◆ WRITTEN PROBLEM
From the items below, reproduce verbatim the lines starting with the line containing "of the night" and continuing through the line containing "[(158, 252), (122, 95), (189, 103)]", including both of those lines.

☆ ☆ ☆ ☆ ☆

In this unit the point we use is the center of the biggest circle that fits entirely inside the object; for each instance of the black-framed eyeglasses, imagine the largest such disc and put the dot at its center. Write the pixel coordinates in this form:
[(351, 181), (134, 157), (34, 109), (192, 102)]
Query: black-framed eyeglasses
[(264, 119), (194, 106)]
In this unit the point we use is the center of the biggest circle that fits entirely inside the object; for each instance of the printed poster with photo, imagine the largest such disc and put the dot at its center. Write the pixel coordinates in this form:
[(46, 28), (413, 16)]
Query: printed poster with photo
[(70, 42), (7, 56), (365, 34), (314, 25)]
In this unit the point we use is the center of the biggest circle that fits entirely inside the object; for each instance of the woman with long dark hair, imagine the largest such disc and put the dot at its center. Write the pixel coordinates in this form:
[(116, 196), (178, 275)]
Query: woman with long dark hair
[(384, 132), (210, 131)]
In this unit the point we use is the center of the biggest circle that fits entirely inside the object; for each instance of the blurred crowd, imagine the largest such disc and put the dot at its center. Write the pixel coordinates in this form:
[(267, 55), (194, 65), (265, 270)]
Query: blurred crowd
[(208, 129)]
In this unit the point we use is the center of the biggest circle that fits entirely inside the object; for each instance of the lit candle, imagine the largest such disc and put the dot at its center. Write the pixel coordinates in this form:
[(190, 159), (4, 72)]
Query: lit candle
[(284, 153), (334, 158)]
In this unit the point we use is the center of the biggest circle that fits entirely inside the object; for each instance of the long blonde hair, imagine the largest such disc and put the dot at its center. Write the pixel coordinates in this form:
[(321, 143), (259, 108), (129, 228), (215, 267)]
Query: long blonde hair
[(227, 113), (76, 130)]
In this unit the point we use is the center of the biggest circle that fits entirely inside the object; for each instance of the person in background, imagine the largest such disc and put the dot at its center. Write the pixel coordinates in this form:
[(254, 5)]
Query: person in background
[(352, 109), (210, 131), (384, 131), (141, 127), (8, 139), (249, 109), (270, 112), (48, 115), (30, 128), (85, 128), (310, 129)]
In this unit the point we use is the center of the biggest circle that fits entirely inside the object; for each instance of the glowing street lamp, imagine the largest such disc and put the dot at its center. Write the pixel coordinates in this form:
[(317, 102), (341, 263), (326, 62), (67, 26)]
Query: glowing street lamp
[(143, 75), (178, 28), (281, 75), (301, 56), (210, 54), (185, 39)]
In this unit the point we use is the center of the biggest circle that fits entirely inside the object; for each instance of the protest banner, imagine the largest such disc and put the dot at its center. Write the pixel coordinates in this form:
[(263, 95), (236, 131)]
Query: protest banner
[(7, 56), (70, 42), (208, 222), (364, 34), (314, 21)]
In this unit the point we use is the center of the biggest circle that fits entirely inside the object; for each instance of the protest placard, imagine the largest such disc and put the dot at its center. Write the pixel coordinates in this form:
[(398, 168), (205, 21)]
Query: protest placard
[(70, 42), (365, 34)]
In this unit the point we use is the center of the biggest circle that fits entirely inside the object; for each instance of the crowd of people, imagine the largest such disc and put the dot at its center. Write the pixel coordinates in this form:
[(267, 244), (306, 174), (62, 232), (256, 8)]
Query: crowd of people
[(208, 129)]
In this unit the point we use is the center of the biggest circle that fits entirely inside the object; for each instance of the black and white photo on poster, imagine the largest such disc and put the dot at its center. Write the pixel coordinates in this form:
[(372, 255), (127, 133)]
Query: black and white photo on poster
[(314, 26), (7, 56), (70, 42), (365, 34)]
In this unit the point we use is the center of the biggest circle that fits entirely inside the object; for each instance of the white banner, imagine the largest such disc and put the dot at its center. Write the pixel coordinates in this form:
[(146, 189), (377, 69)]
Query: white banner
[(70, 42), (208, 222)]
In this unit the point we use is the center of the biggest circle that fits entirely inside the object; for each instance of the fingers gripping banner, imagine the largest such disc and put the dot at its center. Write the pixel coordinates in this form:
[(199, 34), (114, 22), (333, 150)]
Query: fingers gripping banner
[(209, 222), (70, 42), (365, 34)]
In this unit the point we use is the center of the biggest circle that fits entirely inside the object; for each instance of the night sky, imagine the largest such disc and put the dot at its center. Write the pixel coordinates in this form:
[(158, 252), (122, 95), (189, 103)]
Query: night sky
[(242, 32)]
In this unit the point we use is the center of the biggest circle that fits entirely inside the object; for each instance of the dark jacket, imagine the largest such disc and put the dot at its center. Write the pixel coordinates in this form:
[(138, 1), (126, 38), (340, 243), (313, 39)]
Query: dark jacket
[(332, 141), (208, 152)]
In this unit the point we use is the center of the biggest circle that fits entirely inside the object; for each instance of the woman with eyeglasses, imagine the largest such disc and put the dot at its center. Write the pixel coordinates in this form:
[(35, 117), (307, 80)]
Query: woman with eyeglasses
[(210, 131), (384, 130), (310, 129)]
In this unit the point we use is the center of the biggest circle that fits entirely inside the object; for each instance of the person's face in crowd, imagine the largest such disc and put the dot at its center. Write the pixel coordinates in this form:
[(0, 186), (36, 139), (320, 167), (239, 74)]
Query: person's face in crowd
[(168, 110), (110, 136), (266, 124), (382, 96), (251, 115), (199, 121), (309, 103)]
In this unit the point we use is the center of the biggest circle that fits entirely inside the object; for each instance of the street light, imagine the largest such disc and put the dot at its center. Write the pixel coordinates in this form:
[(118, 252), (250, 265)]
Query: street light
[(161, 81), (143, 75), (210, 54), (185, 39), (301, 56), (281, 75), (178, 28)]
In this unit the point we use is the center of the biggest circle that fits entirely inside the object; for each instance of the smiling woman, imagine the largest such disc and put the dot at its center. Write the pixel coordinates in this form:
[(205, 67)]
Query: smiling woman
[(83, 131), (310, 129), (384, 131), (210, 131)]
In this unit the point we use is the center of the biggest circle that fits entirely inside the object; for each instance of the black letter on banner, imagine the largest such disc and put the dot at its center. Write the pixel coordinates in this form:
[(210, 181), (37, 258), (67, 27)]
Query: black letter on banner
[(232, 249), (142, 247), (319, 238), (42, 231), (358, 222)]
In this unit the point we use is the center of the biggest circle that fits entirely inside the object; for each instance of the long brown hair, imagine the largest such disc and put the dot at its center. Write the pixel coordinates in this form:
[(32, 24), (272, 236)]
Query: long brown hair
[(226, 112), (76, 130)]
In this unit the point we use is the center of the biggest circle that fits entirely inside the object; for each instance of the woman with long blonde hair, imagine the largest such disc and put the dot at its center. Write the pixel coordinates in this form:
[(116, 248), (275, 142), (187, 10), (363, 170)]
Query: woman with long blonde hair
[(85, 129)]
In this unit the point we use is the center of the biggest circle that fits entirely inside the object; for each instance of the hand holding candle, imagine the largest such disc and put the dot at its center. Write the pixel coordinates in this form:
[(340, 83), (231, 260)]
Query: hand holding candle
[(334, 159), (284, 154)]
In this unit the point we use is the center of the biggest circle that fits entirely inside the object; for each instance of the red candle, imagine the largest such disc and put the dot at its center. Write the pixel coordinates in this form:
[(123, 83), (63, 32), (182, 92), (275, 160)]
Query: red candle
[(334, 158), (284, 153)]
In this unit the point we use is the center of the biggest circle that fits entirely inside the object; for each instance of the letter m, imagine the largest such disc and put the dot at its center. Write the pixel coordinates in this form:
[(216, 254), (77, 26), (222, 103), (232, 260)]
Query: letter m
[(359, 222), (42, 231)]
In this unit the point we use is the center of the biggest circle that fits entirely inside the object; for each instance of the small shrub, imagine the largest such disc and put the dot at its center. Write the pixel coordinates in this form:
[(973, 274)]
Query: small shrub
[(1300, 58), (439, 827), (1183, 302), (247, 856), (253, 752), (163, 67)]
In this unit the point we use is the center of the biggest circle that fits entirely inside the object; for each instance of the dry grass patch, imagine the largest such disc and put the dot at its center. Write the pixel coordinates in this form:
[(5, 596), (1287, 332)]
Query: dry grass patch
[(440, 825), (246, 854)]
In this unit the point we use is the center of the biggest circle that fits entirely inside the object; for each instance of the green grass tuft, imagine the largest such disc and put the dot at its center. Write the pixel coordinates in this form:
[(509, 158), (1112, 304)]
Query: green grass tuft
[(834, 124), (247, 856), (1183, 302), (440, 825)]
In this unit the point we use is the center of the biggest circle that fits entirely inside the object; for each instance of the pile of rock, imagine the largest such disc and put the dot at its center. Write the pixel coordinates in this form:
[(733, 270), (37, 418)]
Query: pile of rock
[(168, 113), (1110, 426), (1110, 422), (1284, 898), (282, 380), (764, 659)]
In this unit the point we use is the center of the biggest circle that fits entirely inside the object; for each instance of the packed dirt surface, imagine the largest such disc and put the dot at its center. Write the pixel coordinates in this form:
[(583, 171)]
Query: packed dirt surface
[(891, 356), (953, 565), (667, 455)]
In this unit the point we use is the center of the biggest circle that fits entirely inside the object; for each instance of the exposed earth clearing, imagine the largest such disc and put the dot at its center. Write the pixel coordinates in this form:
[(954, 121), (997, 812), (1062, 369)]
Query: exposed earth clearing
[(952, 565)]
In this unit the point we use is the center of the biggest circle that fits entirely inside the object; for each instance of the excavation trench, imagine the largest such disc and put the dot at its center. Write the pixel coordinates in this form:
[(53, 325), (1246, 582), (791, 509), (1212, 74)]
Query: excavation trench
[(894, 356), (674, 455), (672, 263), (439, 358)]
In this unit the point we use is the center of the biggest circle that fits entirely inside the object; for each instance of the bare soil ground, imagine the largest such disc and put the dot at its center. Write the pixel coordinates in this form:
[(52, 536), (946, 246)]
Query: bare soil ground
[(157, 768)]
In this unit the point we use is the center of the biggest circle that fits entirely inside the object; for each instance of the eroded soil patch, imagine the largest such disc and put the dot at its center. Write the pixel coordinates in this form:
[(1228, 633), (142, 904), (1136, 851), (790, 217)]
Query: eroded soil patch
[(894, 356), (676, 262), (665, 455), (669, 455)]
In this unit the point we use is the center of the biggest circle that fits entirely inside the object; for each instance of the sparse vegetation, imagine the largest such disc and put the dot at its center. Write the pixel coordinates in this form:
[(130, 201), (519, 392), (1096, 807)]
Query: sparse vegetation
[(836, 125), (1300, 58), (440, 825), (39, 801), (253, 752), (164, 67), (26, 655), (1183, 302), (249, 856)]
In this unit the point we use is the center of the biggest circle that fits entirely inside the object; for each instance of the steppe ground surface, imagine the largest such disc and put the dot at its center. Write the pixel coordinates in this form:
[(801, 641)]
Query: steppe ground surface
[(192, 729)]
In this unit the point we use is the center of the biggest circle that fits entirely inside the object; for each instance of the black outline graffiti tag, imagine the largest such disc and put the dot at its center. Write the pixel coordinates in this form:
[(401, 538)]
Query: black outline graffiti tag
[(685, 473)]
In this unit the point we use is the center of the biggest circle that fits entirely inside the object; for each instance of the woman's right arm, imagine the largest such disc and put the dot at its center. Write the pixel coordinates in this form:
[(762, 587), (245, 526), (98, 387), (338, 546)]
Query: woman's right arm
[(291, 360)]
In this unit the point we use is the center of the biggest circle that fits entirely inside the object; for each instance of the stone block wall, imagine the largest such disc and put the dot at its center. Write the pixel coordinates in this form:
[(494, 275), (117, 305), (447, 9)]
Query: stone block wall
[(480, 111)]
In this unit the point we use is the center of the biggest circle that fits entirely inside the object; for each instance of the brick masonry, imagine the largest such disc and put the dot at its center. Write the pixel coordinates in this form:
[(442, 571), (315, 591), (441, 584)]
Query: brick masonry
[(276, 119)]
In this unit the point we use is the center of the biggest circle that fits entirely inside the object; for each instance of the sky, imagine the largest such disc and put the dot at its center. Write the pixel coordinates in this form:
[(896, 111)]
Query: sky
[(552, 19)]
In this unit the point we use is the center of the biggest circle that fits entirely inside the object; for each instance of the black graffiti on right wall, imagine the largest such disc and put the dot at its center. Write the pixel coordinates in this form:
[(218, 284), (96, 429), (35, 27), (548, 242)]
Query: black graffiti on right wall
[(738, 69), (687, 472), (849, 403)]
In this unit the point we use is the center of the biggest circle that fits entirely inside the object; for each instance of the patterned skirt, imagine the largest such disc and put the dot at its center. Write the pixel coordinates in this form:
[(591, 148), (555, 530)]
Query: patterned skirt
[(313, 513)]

☆ ☆ ☆ ☆ ☆

◆ SOLUTION FOR THIS EXERCISE
In this unit the point we use is the center of the biggest circle that fits entirely inside the object; for each instance of the night sky, imagine the largest such disc and put the dot at its center. Write the pixel coordinates in this form:
[(158, 252), (122, 95), (189, 103)]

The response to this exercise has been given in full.